Required action => Copy the passage on breathing between "What does breathing" and "period of time.", inclusive, changing "psychological state" to "mental state".

Passage to read =>
....
Regardless of which sport you play, there is one movement that you make that is common to every athlete on the planet – breathing. The most fundamental movement of all is a reflection of many of your bodies functions and is also a gateway to improving them.
What does breathing indicate and what can improving it improve?
The amount of air you can inhale/exhale – a marker of cardiovascular fitness.
Your psychological state. Depth and rate of breathing can give us real insight, along with facial expressions, into how somebody is thinking and feeling at a given time if studied over a period of time.
The freedom of the trunk and its ability to transfer power from one end of you to the other. Using the ribs, the spine and the abdomen primarily, freedom of breathing will indicate freedom of all of these bones and their joints. Freedom of these will lead to greater freedom in the extremities. For example, imagine a right footed kick in a person with a stiff ribcage on the left and a stiff belly on the right. When that person goes to kick, they draw back their right leg and left arm. The portion in between these limbs will have to lengthen to allow them to move back maximally but these stiff areas will limit these movements.
The ability of you to rigidify through your trunk. Have you ever noticed when you perform a strenuous movement you exhale forcefully? Think of a weightlifter performing a clean or a tennis player hitting a big shot. This forceful expulsion increases pressure inside the abdomen (intra-abdominal pressure) to stiffen it so that it forms a stable centre for your attached limbs to move around freely, quickly and powerfully. Whether you are deadlifting, punching or jumping, the ability to increase your intra-abdominal pressure will have a significant bearing on your performance.
....
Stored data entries

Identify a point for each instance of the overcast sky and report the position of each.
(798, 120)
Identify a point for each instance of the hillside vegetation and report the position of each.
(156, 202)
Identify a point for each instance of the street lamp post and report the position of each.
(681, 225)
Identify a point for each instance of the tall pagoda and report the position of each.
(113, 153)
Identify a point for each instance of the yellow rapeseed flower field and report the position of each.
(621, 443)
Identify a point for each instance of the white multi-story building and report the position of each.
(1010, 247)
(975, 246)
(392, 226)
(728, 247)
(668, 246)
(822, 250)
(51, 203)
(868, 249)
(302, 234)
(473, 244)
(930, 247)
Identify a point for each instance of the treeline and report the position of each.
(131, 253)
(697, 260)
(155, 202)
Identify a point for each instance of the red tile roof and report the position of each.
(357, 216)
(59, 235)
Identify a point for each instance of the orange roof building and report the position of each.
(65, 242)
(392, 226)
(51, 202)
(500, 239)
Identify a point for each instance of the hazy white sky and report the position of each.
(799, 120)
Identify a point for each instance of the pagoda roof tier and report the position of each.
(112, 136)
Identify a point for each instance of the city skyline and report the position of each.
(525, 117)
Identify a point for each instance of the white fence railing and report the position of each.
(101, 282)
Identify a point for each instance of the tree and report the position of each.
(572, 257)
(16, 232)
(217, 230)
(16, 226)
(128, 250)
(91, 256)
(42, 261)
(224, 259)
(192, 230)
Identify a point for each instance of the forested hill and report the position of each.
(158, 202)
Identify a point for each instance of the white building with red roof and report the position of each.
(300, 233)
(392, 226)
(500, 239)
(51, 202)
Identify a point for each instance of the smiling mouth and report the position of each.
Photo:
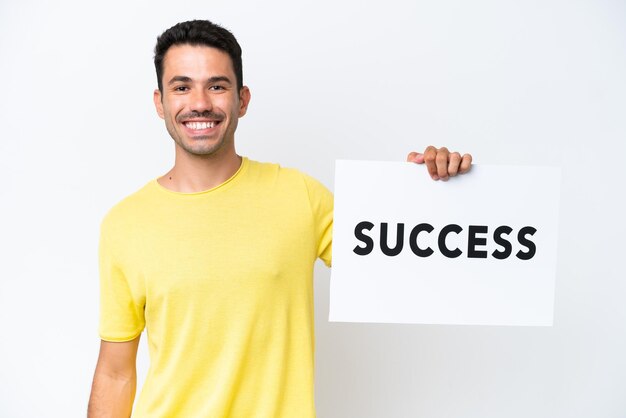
(200, 126)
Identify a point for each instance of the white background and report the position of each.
(525, 82)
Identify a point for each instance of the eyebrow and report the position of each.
(185, 79)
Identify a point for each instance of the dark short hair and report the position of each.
(198, 32)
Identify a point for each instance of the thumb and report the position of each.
(415, 157)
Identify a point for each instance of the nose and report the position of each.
(201, 101)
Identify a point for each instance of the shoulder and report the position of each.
(285, 175)
(124, 213)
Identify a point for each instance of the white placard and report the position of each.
(489, 283)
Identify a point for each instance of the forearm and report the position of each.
(112, 395)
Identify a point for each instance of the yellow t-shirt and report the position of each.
(222, 281)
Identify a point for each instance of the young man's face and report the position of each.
(200, 102)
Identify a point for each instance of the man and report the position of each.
(215, 258)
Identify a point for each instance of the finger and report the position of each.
(454, 163)
(430, 155)
(415, 157)
(466, 163)
(442, 163)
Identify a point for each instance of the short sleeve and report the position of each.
(321, 200)
(121, 312)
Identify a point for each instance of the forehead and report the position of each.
(201, 61)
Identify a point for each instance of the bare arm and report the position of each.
(115, 380)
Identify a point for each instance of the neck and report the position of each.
(196, 173)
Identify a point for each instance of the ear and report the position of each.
(158, 103)
(244, 99)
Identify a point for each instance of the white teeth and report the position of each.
(200, 125)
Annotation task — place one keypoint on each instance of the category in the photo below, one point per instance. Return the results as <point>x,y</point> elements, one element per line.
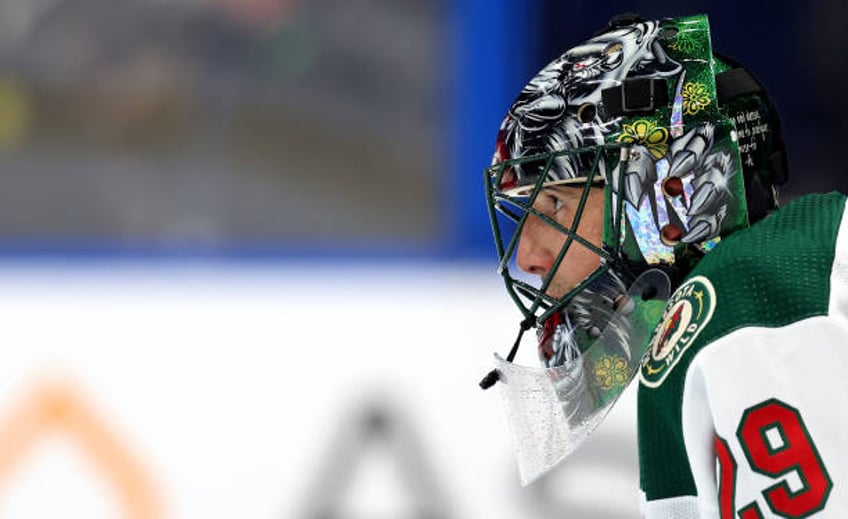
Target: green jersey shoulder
<point>771,275</point>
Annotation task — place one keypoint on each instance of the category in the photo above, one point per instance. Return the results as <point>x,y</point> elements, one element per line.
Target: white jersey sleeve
<point>742,391</point>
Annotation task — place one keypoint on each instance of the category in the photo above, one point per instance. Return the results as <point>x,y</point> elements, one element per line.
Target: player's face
<point>540,243</point>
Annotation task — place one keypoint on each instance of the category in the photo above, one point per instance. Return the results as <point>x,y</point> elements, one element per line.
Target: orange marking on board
<point>56,407</point>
....
Answer to this exercise =>
What does breathing indicate and what can improving it improve?
The amount of air you can inhale/exhale – a marker of cardiovascular fitness.
Your mental state. Depth and rate of breathing can give us real insight, along with facial expressions, into how somebody is thinking and feeling at a given time if studied over a period of time.